▶ Data extracts
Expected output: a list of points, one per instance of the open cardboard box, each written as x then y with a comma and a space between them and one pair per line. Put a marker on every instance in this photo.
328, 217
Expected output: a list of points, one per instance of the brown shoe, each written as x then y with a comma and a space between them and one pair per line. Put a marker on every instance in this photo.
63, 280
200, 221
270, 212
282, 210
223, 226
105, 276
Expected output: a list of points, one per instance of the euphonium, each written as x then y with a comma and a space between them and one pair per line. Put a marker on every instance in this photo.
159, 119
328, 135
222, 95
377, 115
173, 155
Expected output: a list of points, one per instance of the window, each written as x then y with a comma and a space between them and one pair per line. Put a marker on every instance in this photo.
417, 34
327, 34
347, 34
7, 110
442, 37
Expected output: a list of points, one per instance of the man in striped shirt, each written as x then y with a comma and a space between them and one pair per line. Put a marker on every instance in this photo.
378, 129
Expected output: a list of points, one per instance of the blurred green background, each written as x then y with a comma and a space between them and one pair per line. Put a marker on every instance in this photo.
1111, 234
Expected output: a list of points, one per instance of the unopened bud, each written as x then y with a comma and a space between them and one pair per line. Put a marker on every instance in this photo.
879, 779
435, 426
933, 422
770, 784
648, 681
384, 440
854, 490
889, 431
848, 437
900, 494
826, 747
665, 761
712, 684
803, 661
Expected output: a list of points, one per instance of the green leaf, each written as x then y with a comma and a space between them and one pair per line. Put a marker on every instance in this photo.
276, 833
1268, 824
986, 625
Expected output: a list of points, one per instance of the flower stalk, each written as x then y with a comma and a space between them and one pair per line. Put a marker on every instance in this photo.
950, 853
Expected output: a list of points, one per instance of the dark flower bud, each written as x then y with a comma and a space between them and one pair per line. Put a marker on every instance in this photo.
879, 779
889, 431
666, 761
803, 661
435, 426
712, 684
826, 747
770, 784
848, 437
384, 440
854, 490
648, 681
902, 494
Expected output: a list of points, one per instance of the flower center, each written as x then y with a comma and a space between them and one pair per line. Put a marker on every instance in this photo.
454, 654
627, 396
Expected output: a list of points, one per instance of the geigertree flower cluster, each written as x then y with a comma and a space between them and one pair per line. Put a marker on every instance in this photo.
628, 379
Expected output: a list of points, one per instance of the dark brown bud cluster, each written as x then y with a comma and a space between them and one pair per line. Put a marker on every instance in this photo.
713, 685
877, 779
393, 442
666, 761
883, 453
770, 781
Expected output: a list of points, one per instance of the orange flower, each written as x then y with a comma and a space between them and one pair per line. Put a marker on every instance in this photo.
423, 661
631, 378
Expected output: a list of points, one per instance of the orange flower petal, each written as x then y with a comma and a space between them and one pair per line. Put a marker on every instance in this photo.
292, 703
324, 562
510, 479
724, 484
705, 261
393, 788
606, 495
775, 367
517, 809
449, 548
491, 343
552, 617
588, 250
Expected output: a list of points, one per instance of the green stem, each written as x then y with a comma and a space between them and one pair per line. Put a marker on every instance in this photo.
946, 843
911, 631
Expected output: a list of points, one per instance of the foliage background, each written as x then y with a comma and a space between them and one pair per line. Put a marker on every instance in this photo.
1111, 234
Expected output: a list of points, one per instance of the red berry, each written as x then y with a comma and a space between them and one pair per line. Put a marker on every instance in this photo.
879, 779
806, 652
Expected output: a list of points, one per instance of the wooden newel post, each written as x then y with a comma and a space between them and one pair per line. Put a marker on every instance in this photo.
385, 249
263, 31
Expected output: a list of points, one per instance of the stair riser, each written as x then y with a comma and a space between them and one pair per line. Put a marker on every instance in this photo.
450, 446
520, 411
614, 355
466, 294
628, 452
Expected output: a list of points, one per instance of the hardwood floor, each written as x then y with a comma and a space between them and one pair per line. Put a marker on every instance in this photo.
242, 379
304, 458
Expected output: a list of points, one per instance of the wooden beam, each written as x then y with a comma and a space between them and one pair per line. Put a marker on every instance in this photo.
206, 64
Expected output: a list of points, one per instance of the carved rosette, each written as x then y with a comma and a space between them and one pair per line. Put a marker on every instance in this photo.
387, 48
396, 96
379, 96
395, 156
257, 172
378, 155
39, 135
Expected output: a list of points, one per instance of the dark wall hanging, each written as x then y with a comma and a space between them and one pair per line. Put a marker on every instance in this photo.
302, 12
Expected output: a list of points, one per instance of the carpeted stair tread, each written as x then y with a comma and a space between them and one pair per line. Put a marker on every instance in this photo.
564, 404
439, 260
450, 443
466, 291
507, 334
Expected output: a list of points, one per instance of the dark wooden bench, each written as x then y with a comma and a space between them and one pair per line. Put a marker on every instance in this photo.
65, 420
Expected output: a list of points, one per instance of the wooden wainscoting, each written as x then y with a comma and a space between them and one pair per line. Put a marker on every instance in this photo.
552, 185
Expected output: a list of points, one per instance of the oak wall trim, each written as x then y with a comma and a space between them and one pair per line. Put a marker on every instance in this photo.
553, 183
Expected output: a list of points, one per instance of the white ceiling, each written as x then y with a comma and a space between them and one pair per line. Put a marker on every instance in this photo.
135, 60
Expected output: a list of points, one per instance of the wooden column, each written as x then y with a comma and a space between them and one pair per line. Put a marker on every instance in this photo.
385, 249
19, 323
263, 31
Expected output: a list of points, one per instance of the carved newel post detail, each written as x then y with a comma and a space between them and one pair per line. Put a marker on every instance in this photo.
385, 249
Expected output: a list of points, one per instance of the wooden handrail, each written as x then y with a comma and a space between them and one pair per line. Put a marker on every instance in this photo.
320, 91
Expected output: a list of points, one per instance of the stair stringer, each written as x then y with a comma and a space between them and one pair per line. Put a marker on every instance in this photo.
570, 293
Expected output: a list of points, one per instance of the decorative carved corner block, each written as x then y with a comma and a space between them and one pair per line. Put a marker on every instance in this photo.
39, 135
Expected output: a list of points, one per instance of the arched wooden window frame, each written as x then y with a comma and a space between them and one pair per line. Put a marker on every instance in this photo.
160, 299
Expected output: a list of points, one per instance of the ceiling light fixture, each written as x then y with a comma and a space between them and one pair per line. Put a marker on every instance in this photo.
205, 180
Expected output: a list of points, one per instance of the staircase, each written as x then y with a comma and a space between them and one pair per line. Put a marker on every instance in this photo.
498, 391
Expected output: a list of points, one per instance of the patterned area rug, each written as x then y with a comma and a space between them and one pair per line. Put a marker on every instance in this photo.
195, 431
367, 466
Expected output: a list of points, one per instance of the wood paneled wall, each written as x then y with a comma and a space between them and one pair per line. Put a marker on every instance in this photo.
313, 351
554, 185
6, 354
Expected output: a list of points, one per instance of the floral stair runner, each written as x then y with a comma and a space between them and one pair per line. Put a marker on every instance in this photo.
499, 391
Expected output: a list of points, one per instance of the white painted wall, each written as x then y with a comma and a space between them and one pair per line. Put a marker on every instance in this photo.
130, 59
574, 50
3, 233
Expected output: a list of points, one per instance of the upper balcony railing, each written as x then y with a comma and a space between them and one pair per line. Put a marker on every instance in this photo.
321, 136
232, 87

▶ Try it
All the lines above need to be printed again, exactly.

▶ Response to this exercise
Expected output: a list of points, one per instance of the open cardboard box, each written as x then y with a comma and a space between them and one pair per line. Put a marker on every instance in this photo.
328, 217
Expected output: a list of points, one per instance of the brown shoe, each written as x then y with a comma and a space between them and one pair per line. Put a marker on every instance in this photo.
63, 280
200, 221
270, 212
282, 210
223, 226
105, 276
Expected output: a list of points, one per instance of the euphonium, each written as x then y with a comma and a space between them and one pair per line. Put a marker on every instance in this photo.
159, 119
328, 135
222, 95
377, 115
173, 155
Expected output: a list of points, one per instance of the window, each written as x then y with a comma and a space between them and one pair per line. Put a marker on every instance in this photo.
417, 34
327, 34
347, 34
7, 110
442, 37
Expected output: a list of points, one per instance of the man in striped shirt, each written as x then y with a comma and a space between them and one pair per line. Put a marker on every instance in this photo.
378, 129
Expected output: a list of points, one per instance of the blurred green background, each written as x then y with a comma and a space between them and one pair per line. Put a marker on every instance in this photo.
1111, 234
Expected output: a list of points, one per instance of the unopened bud, each written as x then y with a comma and a space between them and one pair per line. Put a marker on every instance in this photo.
879, 779
435, 426
933, 422
770, 784
648, 681
384, 440
854, 490
889, 431
848, 437
900, 494
826, 747
665, 761
712, 684
803, 661
Expected output: a list of points, one per instance of the green leaf, each written as x then y with a comma and a space between them and one pair per line. Put a marker on every instance in this photo.
276, 833
1268, 824
986, 625
Expected output: a list of points, one per instance of the flower stalk, each written as x then y with a comma and a space between them and one pair per line. Put a marker on every instance in this photo.
950, 853
Expected output: a list of points, one per instance of the dark flower bud, each written as x then y with a comma and a space between them and one pair per line. Put a marker on every instance in this photo.
879, 779
889, 431
666, 761
803, 661
435, 426
712, 684
826, 747
770, 784
848, 437
384, 440
854, 490
648, 681
902, 494
Expected output: a list of points, one per instance of the flower center, each written as x then y with a comma and a space between them and one pair per line. Put a marker on every instance in this photo.
454, 654
627, 396
Expected output: a list of points, one per instance of the geigertree flower cluster, each written as x then y with a comma and a space between them and one pair per line. Put a marker on every instance in this photo.
628, 379
Expected output: a list of points, one per instance of the dark brown bud cluster, each written as x then y with a comma and a space between them and one pair per line. Put a marker on every instance in this photo.
713, 685
877, 779
393, 442
666, 761
883, 453
770, 781
Expected output: a list of points, one per instance of the orange flower, each written as x then y with a comma and a space between them and one pair per line. Put a marker on every instance in this photo.
423, 661
631, 378
Expected output: a list of points, one per instance of the orange flower petal, each written as x then y with a comma and a space between them and one pair per line. Put a marker on every instance in this photo.
292, 703
324, 562
510, 479
724, 484
705, 261
393, 788
606, 495
775, 367
517, 809
449, 548
491, 343
552, 617
588, 250
Expected output: a list of points, one per instance of the green stem, each written as x then y with a comma and a space between them and one pair per line. Put a marker on every instance in this photo.
946, 843
911, 631
Expected output: a list of points, one per instance of the foliage background, each written as x then y with a comma and a space between them and one pair per line. Put a marker on every instance in this photo.
1111, 234
Expected output: a list of points, one per instance of the red berry, each written as x then y with a comma and a space between them and one pair per line. Put a marker on every instance in this photo.
879, 779
806, 652
Expected output: a list of points, one per instance of the wooden newel post, each written as x then y with a comma and a space between them and one pair per line. Put a marker on every instance in this photo.
385, 249
263, 31
Expected output: a list of points, one per instance of the stair riser, each written as x then y with a comma and a space between them and one pair per line. Put a marker on every instance in this photo.
450, 446
520, 411
614, 355
466, 294
628, 452
Expected output: a list of points, one per instance of the hardwood floor, each written as x then y with a comma and a space between them and one pair per line. Put a marker on every instance in this photo.
242, 379
304, 458
Expected output: a list of points, one per instance of the wooden beam, each written as x then y with a comma and a space between them and one pair per line. Put a marker on every instance in this photo.
206, 64
Expected output: a list of points, one per instance of the carved rosette, each written as x then y with a comma and a space between them and one pair per line. Put a marker on every instance in this photo.
387, 48
396, 96
379, 96
395, 156
257, 172
378, 155
39, 135
Expected output: a list of points, one per instance of the dark wall hanging, each written as x then y with a comma and a space between them and one pair per line. Put a marker on every instance in this photo.
302, 12
Expected output: a list of points, one per instance of the carpeted stair tread, each written as x then y with a comma and a space between them and one pair per line. Put a marker on every instance in this photo.
564, 404
439, 260
450, 443
466, 291
507, 334
Expected output: a list of points, one per instance of the dark wooden bench, each written as x then y with a comma and a space between them and one pair per line. Put a marker on every instance in this photo.
65, 420
Expected output: a list of points, one per instance of the wooden wainscoting, each written as x then y with a comma and a space between them and one pair per line. Put a marker on every instance in this photo.
552, 185
Expected output: a list of points, one per instance of the oak wall trim, each written as x then y with a comma and a space between them and one pair per line. Put a marker on every instance in this photo.
553, 183
Expected output: a list of points, one per instance of the white ceiling, each written as x then y with a comma and a space between them and one pair per line. Put a marker on every instance in this photo.
135, 60
Expected output: a list of points, one per instance of the wooden column, each written as x then y with a comma and a space between them and one pair per line. Put a marker on every instance in this photo.
385, 249
19, 323
263, 31
Expected output: a list of points, one per instance of the carved newel post detail, each written as x then y with a comma and a space between them and one pair per line. Put a marker on every instance in this photo.
385, 249
Expected output: a list of points, one per instance of the wooden handrail, each written as x then y with a comma and a space between them and one pair per line. Put a marker on every instance in this photo.
320, 91
Expected output: a list of points, one per instance of the stair stringer, each written as x then y with a comma and a space between them and one pair per line. Put a marker on every instance in this photo.
570, 293
Expected output: a list of points, one per instance of the decorative carved corner block, each written as x then y with a comma and a space between them and one pair per line. Put a marker on every instance in this photo.
39, 135
Expected output: a list of points, one per instance of the arched wooden window frame, each written as x then y with a comma and a space between them and one pair per line. Put a marker on every instance in this photo.
160, 299
Expected output: a list of points, one per instance of the ceiling light fixture, each written as x then y with a comma and a space between them and one pair per line. Put a marker on every instance in this photo.
205, 180
Expected output: a list of points, one per instance of the staircase, each written as x then y with a comma and a space between them and one pair per line. Put a marker on every instance in this photo.
498, 391
Expected output: a list of points, one per instance of the patterned area rug, each written as x then y with a comma and a space between them and one pair per line. Put a marker on every instance in this photo.
195, 431
367, 466
Expected output: a list of points, one per instance of the wood paneled wall, each written as x then y with a comma and a space between them and one pair per line. Put a marker on every instance in this photo.
313, 351
554, 185
6, 354
Expected output: a list of points, one per instance of the floral stair runner, each written as x then y with a comma and a space between them and one pair per line. Put a marker on every instance in this photo.
499, 391
Expected output: a list of points, one per instance of the white painted wall, each written as x then y with a comma and a space between them and one pair per line. Put a marker on every instance in this photo.
130, 59
574, 50
3, 233
Expected output: a list of points, one per instance of the upper balcony railing, each written as x then y with a comma and a space between them and one pair per line. Put a marker on every instance in this photo.
321, 136
232, 87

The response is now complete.